Information shown>
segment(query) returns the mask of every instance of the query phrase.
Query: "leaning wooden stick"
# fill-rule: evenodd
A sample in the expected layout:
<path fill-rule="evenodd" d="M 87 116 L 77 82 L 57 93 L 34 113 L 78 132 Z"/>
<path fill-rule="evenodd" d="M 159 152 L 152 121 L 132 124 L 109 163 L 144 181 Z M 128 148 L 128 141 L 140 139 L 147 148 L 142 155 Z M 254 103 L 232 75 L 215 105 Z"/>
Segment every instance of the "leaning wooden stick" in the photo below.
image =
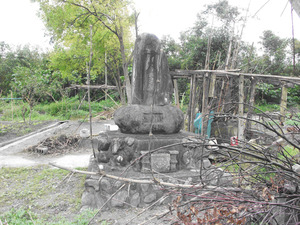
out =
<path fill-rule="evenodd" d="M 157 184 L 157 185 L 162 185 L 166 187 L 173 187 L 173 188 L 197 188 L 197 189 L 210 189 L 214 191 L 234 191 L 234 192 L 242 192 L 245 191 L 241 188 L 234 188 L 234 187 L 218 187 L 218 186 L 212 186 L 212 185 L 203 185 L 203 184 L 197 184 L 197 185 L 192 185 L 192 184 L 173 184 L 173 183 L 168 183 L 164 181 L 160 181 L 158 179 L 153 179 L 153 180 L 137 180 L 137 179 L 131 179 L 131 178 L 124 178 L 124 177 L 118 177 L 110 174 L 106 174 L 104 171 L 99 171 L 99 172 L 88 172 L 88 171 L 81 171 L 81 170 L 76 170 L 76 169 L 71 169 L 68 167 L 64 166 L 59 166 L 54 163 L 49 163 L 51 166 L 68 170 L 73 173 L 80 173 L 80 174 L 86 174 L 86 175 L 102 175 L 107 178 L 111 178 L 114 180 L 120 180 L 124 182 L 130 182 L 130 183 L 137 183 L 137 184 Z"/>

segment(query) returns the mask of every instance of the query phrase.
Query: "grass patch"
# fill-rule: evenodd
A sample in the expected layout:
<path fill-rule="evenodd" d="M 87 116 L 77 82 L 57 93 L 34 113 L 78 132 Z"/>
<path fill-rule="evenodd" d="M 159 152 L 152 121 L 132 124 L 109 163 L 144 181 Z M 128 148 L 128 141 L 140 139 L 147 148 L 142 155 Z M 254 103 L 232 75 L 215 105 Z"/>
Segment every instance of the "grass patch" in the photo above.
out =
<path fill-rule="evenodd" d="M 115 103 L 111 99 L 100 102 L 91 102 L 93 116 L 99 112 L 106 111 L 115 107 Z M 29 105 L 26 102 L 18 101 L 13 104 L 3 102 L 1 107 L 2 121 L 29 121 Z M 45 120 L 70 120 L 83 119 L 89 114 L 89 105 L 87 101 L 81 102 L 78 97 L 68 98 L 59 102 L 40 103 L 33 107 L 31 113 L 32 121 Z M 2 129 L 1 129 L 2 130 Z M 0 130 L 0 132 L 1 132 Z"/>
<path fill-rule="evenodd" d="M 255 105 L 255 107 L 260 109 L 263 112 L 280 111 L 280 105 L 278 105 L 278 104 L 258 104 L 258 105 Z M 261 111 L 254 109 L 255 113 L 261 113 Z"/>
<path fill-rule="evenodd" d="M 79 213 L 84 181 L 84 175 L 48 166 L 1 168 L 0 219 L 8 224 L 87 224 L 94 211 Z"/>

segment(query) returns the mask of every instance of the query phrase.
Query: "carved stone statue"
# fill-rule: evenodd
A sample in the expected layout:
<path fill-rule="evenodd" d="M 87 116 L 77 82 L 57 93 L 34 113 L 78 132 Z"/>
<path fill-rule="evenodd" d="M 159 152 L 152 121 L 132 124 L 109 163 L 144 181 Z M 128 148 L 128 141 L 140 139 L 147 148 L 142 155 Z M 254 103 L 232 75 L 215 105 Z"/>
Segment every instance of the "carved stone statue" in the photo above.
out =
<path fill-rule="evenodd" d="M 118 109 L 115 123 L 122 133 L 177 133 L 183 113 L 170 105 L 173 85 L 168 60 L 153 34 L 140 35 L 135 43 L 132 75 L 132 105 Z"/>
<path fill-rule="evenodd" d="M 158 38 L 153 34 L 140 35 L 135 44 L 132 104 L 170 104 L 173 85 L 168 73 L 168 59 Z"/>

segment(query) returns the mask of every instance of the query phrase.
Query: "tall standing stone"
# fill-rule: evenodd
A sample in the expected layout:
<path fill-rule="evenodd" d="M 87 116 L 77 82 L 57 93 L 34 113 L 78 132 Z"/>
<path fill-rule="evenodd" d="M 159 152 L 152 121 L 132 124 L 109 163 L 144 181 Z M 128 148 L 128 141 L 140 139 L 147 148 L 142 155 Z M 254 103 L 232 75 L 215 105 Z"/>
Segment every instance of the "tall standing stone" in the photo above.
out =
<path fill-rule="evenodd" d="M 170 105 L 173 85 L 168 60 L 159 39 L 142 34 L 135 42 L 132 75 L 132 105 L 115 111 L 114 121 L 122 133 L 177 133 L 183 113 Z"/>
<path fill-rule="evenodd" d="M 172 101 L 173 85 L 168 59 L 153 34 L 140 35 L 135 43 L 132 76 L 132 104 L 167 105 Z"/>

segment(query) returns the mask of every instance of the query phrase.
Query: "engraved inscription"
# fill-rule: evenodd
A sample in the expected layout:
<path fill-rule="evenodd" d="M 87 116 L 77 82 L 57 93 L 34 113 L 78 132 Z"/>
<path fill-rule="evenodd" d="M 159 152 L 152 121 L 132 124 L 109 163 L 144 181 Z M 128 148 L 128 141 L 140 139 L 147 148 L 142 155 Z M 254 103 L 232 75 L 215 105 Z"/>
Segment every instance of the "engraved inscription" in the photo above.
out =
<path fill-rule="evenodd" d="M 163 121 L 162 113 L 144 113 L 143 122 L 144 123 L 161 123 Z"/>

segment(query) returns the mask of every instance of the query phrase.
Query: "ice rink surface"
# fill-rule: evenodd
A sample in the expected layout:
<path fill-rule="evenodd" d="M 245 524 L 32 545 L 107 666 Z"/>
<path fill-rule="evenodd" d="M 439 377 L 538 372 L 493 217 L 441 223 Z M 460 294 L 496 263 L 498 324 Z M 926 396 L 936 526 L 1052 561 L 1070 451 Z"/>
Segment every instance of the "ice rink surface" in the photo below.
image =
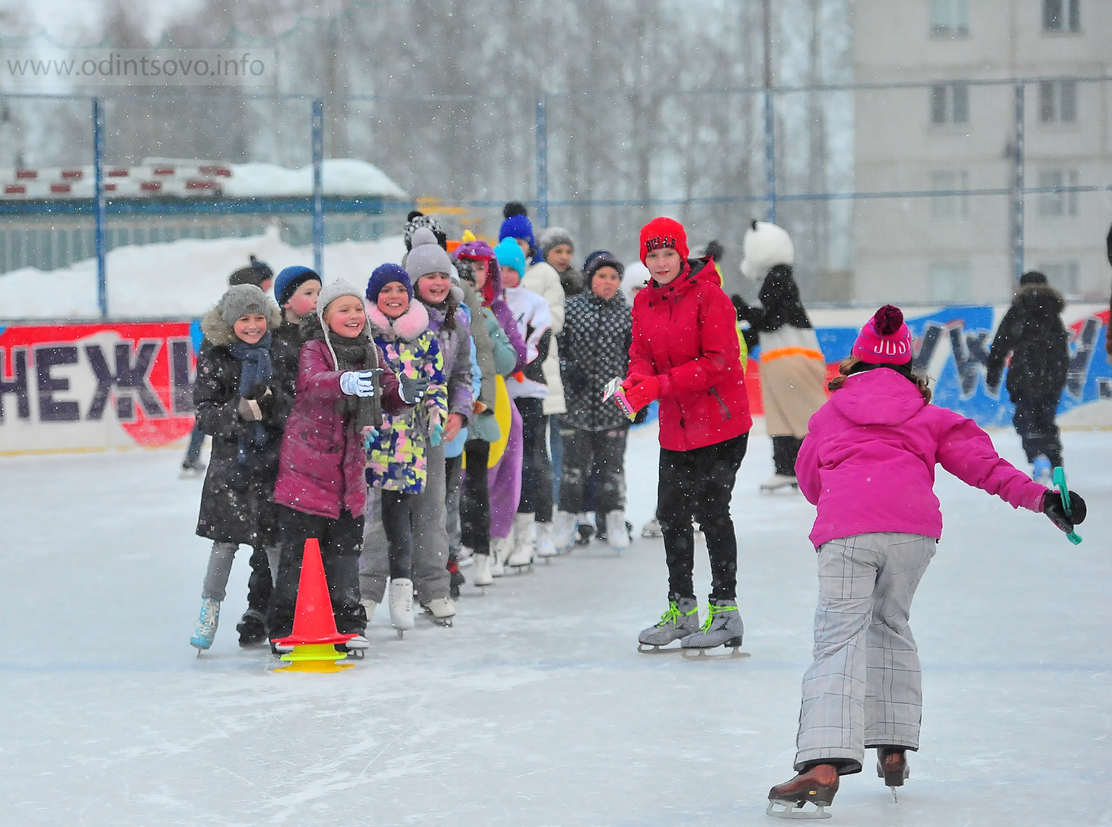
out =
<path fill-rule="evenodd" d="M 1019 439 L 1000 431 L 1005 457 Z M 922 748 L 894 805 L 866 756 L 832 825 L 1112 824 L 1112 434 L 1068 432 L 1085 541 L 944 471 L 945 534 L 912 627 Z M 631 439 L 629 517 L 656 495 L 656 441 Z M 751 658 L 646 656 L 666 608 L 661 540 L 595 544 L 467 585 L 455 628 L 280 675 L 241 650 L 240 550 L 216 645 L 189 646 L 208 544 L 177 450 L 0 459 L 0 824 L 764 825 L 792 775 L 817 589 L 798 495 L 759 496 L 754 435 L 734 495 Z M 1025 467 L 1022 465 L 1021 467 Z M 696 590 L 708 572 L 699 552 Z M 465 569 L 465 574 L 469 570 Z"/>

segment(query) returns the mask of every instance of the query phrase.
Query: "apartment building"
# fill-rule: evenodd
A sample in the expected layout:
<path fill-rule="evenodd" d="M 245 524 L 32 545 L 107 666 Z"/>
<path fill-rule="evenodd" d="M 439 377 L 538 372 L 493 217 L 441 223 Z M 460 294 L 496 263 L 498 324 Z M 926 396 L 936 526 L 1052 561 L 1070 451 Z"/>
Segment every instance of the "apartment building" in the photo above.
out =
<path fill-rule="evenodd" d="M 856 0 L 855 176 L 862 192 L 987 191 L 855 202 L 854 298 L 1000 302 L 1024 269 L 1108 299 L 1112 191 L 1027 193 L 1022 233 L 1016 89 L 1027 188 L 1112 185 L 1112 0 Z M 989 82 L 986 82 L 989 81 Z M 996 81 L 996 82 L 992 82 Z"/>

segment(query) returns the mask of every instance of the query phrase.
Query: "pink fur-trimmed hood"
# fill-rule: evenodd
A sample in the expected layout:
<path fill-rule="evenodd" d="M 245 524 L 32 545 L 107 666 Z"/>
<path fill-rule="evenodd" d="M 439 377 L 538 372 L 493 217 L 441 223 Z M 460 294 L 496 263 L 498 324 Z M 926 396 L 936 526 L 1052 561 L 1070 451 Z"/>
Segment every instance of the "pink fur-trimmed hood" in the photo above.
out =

What is needed>
Please turn the records from the start through the line containing "157 184 L 157" into a two-column CSV with the headers text and answer. Give one row per record, put each value in a single quoted field with line breaks replaced by spaces, and omit the pictures.

Exercise response>
text,answer
"segment(query) returns the mask of every instance of the query phrase. Query: ""leaning wooden stick"" # fill-rule: evenodd A sample in the expected layout: <path fill-rule=""evenodd"" d=""M 87 116 L 77 82 L 57 93 L 34 113 L 78 132 Z""/> <path fill-rule=""evenodd"" d=""M 159 152 L 152 121 L 132 124 L 109 163 L 144 181 Z M 128 148 L 128 141 L 140 139 L 147 148 L 142 155 Z M 254 103 L 232 75 L 215 105 Z""/> Segment every instance of the ""leaning wooden stick"" in the photo below. image = out =","<path fill-rule=""evenodd"" d=""M 157 184 L 157 185 L 162 185 L 166 187 L 173 187 L 173 188 L 197 188 L 197 189 L 210 189 L 214 191 L 234 191 L 234 192 L 242 192 L 245 191 L 241 188 L 234 188 L 234 187 L 218 187 L 218 186 L 212 186 L 212 185 L 203 185 L 203 184 L 197 184 L 197 185 L 192 185 L 192 184 L 173 184 L 173 183 L 168 183 L 164 181 L 160 181 L 158 179 L 153 179 L 153 180 L 137 180 L 137 179 L 131 179 L 131 178 L 124 178 L 124 177 L 118 177 L 110 174 L 106 174 L 104 171 L 99 171 L 99 172 L 88 172 L 88 171 L 81 171 L 81 170 L 76 170 L 76 169 L 71 169 L 68 167 L 64 166 L 59 166 L 54 163 L 49 163 L 51 166 L 68 170 L 73 173 L 80 173 L 80 174 L 86 174 L 86 175 L 102 175 L 107 178 L 111 178 L 114 180 L 120 180 L 124 182 L 130 182 L 130 183 L 137 183 L 137 184 Z""/>"